Top of TEXT SHOWN
Biologists and psychologists working in the Darwinian tradition have long speculated about the adaptive functions of human emotions.  Guilt, for example, appears to have evolved to promote cooperation.  Romantic Jealousy appears to serve a mate-guarding function. Anger is thought to play a role in enforcing commitments.  However, these hypotheses are often challenged on the grounds that such emotions are largely influenced by culture. How could a trait be both culturally determined and a biological adaptation at the same time?  Recent developments in evolutionary theory shed new light on this question. Gene/culture co-evolutionary models have been used to explain the evolution complex human skills, like tool making and hunting.  In my own research, I adapt this model to the evolution of the emotions.  The basic idea is that humans inherit a system of norms and social traditions that 'scaffold' the development of affective dispositions.  Different cultures inherit different scaffolding systems, which allows for local adaptation to particular socio-ecological conditions. 

   This theoretical framework has the potential to unify two research traditions, the social constructivist and neo-Darwinian accounts of emotion, that have historically been at odds.  However, the application of a dual inheritance model to human emotions is not as straightforward as it might seem.  In a recent publication (forthcoming in Philosophy of Science PSA Proceedings) I outline several respects in which emotional development differs from skill acquisition, and the implications of these differences for an evolutionary model. 
 

2.  How do ecological models explain, and what is their significance for conservation biology? 

     Over the past 20 years the field of conservation biology has come to rely less on ecological theory and more on 'quick and dirty' heuristics for designing conservation reserves.  In a forthcoming article I investigate the rationale behind this move.  My central claim is that ecological theory has been cast aside without adequate justification, and that the heuristics adopted in its place are appealing only because they are easily implemented, not because they are likely promote the long term preservation of biodiversity.
Bottom of TEXT SHOWN
Top of INFORMATION SHOWN
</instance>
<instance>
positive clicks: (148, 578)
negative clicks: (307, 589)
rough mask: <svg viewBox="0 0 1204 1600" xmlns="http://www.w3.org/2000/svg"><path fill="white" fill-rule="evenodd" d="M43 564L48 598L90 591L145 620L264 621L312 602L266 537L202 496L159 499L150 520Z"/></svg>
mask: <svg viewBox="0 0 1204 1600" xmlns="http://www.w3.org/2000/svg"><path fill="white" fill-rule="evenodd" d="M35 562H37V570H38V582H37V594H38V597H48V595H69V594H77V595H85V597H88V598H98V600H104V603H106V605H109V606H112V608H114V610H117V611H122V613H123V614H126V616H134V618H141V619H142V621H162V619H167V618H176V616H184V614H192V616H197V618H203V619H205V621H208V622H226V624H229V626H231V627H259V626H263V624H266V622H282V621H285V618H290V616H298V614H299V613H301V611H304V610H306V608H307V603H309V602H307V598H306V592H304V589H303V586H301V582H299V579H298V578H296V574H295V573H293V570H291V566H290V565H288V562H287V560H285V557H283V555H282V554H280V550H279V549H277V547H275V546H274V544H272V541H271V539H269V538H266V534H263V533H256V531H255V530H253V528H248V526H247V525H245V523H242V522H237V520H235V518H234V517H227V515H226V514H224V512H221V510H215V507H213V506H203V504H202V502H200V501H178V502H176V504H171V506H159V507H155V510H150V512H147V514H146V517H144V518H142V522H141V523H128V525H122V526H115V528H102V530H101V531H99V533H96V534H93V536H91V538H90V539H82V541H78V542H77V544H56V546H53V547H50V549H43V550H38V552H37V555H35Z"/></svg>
Bottom of INFORMATION SHOWN
## LIST OF TASKS:
1. In one to three sentences, explain what the text on emotions and conservation biology says is gained when different cultures inherit different scaffolding systems.
2. Write the next part of the text on emotions and conservation biology, starting after its final sentence.

## ACTIVITY ANSWERS:
1. Because different cultures inherit different scaffolding systems of norms and social traditions, the affective dispositions those systems shape can adapt locally to particular socio-ecological conditions.

2.
   I am also interested in the predictive and explanatory roles that mathematical models play in ecology.  Ecological models tend to be extremely simple idealisations of the  the messy real-word systems that they aim to describe.  Ecological models are also extremely difficult to test empirically, given the scale and complexity of their target systems.  What are the explanatory or predictive limitations of these simple models?  Should ecologists avoid using simple models in favor of highly complicated, systsem-specific individual based models?  Or, are there ecological questions that simple models are particularly well suited to answering? 
 

3.  Making progress in the innateness debate using experimental philosophy.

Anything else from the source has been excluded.